Location identification entries:
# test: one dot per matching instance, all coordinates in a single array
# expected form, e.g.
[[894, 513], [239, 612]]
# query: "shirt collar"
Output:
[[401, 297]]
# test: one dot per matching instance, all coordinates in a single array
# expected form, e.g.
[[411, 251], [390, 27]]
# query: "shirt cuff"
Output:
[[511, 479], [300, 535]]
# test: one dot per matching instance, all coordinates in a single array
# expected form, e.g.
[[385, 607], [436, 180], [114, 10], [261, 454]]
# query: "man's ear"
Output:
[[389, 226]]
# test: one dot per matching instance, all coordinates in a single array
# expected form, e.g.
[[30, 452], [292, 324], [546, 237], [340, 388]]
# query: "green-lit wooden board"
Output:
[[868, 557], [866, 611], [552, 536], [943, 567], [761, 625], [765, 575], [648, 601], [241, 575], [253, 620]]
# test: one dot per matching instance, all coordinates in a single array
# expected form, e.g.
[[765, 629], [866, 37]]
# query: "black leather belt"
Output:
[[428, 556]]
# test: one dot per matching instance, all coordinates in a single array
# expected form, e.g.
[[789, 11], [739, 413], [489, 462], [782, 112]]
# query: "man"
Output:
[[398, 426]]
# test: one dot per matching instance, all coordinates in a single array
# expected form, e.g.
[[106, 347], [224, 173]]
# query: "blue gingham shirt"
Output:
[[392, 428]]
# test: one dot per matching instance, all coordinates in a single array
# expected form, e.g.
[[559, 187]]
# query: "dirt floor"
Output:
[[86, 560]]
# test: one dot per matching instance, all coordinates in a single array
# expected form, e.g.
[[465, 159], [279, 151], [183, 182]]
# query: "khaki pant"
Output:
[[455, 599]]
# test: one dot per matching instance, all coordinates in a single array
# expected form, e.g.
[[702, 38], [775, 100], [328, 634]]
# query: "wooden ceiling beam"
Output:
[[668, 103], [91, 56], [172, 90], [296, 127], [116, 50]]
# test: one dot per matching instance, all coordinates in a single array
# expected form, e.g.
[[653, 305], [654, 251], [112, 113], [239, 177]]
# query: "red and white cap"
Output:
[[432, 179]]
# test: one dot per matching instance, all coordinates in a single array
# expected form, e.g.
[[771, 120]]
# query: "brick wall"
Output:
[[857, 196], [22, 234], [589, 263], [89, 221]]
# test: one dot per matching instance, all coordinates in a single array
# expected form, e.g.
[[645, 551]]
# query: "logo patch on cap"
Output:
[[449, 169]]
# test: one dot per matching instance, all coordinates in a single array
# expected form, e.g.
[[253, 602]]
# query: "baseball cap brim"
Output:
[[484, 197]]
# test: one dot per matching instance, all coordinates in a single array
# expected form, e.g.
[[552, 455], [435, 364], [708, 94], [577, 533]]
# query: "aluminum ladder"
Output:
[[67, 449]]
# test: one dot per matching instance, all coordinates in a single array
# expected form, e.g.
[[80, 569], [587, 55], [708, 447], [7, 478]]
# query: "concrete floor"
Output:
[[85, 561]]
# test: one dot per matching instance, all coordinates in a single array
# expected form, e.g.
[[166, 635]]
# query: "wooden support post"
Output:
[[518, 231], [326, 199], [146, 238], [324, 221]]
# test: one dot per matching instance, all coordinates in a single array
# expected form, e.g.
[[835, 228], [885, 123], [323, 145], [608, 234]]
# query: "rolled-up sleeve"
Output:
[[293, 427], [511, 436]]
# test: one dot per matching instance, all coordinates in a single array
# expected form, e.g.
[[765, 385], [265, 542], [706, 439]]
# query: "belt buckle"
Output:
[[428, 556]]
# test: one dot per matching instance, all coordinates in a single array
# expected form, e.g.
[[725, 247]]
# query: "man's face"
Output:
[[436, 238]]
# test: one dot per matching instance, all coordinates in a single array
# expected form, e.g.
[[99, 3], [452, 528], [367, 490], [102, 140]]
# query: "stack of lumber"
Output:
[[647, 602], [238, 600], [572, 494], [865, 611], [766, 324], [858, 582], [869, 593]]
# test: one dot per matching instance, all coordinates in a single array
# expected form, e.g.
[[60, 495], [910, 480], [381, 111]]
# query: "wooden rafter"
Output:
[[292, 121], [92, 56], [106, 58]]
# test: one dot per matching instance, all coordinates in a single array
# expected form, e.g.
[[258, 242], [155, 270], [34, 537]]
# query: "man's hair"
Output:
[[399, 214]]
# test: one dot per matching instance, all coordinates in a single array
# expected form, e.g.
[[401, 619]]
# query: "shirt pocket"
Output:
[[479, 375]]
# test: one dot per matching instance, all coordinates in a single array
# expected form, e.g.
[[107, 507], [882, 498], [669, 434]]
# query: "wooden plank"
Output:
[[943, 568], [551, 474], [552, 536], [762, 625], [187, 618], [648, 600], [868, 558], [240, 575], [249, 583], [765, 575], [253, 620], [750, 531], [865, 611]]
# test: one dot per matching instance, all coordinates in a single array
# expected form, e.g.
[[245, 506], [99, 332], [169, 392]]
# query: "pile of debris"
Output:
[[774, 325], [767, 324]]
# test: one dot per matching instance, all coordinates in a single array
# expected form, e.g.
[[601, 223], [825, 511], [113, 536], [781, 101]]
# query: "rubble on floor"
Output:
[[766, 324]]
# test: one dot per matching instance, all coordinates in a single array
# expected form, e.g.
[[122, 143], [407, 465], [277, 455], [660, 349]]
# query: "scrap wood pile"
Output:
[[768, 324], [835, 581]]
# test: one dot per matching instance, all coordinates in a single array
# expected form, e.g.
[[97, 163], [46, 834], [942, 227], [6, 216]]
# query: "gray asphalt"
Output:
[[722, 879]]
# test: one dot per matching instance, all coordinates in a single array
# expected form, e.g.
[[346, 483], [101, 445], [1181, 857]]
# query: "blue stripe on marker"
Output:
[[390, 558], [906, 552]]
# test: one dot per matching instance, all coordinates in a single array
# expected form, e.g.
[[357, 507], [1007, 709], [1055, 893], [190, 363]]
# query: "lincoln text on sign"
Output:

> _Set problem_
Reproduce the entire listing word for word.

> _Response for this exercise_
# test: one dot per matching instance, all coordinates in a single array
# expected form, e.g.
[[894, 513], [239, 612]]
# query: "shirt collar"
Output:
[[401, 297]]
# test: one dot per matching instance, all coordinates in a single array
# expected form, e.g.
[[411, 251], [390, 27]]
# query: "shirt cuff"
Output:
[[511, 479], [300, 535]]
# test: one dot per matching instance, all coordinates in a single array
# expected form, e.g.
[[385, 607], [436, 180], [114, 10], [261, 454]]
# query: "man's ear"
Output:
[[389, 226]]
# test: one dot per matching instance, all coordinates in a single array
# expected form, e.g.
[[30, 452], [292, 324], [546, 237], [340, 388]]
# query: "green-lit wooden board"
Output:
[[868, 557], [866, 611], [552, 536], [943, 567], [761, 625], [765, 575], [648, 601], [241, 575], [253, 620]]
# test: one dot per matching instance, all coordinates in a single array
# expected form, e.g.
[[765, 629], [866, 37]]
# query: "black leather belt"
Output:
[[428, 556]]
# test: one dot per matching instance, all coordinates in a single array
# expected form, e.g.
[[789, 11], [739, 413], [489, 462], [782, 112]]
# query: "man"
Output:
[[398, 426]]
# test: one dot per matching instance, all coordinates in a single array
# expected form, e.g.
[[106, 347], [224, 173]]
# query: "blue gingham shirt"
Output:
[[392, 428]]
# test: one dot per matching instance, all coordinates in a single array
# expected form, e.g.
[[559, 187]]
# query: "dirt floor"
Output:
[[86, 560]]
# test: one dot per matching instance, all coordinates in a single array
# expected form, e.g.
[[465, 159], [279, 151], [183, 182]]
# query: "khaki pant"
Output:
[[455, 599]]
# test: one dot per matching instance, all coordinates in a single array
# expected form, e.g.
[[702, 38], [775, 100], [328, 634]]
# query: "wooden ceiling beam"
Output:
[[668, 103], [91, 56], [172, 90], [296, 127], [116, 50]]
# test: one dot per matching instance, all coordinates in a single array
# expected form, e.g.
[[653, 305], [654, 251], [112, 113], [239, 177]]
# query: "red and white cap"
Output:
[[432, 179]]
# test: one dot per matching instance, all coordinates in a single array
# expected form, e.g.
[[771, 120]]
# query: "brick wall"
Output:
[[857, 196], [22, 234], [589, 263], [89, 221]]
# test: one dot per matching instance, all coordinates in a single array
# expected form, e.g.
[[645, 551]]
# query: "logo patch on cap"
Output:
[[449, 169]]
# test: one dot per matching instance, all coordinates in a single array
# expected form, e.g.
[[253, 602]]
# query: "baseball cap brim"
Output:
[[484, 197]]
# test: one dot per matching instance, all coordinates in a single array
# expected form, e.g.
[[552, 455], [435, 364], [708, 94], [577, 533]]
# query: "aluminum ladder"
Output:
[[67, 449]]
# test: one dot per matching instance, all coordinates in a single array
# expected form, e.g.
[[80, 569], [587, 55], [708, 447], [7, 478]]
# query: "concrete floor"
Output:
[[85, 561]]
# test: one dot per matching instance, all coordinates in a single array
# expected form, e.g.
[[166, 635]]
# query: "wooden support post"
Output:
[[518, 231], [326, 199], [146, 238], [324, 221]]
# test: one dot per matching instance, all coordinates in a single array
# expected form, e.g.
[[835, 228], [885, 123], [323, 145], [608, 234]]
# query: "rolled-up sleeve"
Output:
[[293, 427], [511, 436]]
# test: one dot per matching instance, all coordinates in a single array
# expected form, e.g.
[[765, 385], [265, 542], [706, 439]]
# query: "belt buckle"
Output:
[[428, 556]]
# test: one dot per matching instance, all coordinates in a single array
# expected form, e.g.
[[725, 247]]
# query: "man's face"
Output:
[[436, 238]]
# test: one dot per matching instance, all coordinates in a single array
# expected form, e.g.
[[99, 3], [452, 528], [367, 490], [102, 140]]
# query: "stack of lumber"
Output:
[[647, 602], [238, 600], [572, 494], [865, 611], [766, 324], [858, 582], [869, 593]]
# test: one dot per matching instance, all coordinates in a single array
# expected form, e.g.
[[60, 495], [910, 480], [381, 111]]
# query: "wooden rafter"
Output:
[[292, 121], [92, 56], [106, 58]]
# test: one dot per matching instance, all coordinates in a single array
# expected form, e.g.
[[258, 242], [155, 270], [34, 537]]
# query: "man's hair"
Output:
[[399, 214]]
# test: one dot per matching instance, all coordinates in a single array
# expected form, e.g.
[[401, 619]]
# query: "shirt pocket"
Output:
[[479, 375]]
# test: one dot per matching instance, all coordinates in a single array
# expected form, e.g.
[[107, 507], [882, 498], [669, 434]]
# query: "wooden plank"
Output:
[[943, 568], [551, 474], [552, 536], [762, 625], [187, 618], [648, 600], [868, 558], [240, 575], [249, 583], [765, 575], [253, 620], [750, 531], [865, 611]]
# test: one dot per matching instance, all coordinates in a single array
# expected form, e.g.
[[245, 506], [99, 332], [169, 392]]
# query: "pile of debris"
Output:
[[774, 325], [767, 324]]
# test: one dot per matching instance, all coordinates in a single array
# expected form, e.g.
[[601, 223], [825, 511], [113, 536], [781, 101]]
# query: "rubble on floor"
Output:
[[766, 324]]
# test: one dot per matching instance, all coordinates in a single array
# expected form, e.g.
[[122, 143], [407, 465], [277, 455], [660, 349]]
# query: "scrap wood pile"
Output:
[[768, 324], [835, 581]]
# test: one dot per matching instance, all coordinates in a single array
# expected form, e.g.
[[97, 163], [46, 834], [942, 227], [6, 216]]
# query: "gray asphalt"
Output:
[[722, 879]]
# test: one dot per matching instance, all coordinates in a single array
# expected form, e.g.
[[346, 483], [101, 445], [1181, 857]]
# query: "blue stripe on marker"
Output:
[[390, 558], [906, 552]]
# test: one dot per matching instance, all coordinates in a single array
# expected form, e.g.
[[357, 507], [1007, 709], [1055, 893], [190, 363]]
# query: "lincoln text on sign"
Output:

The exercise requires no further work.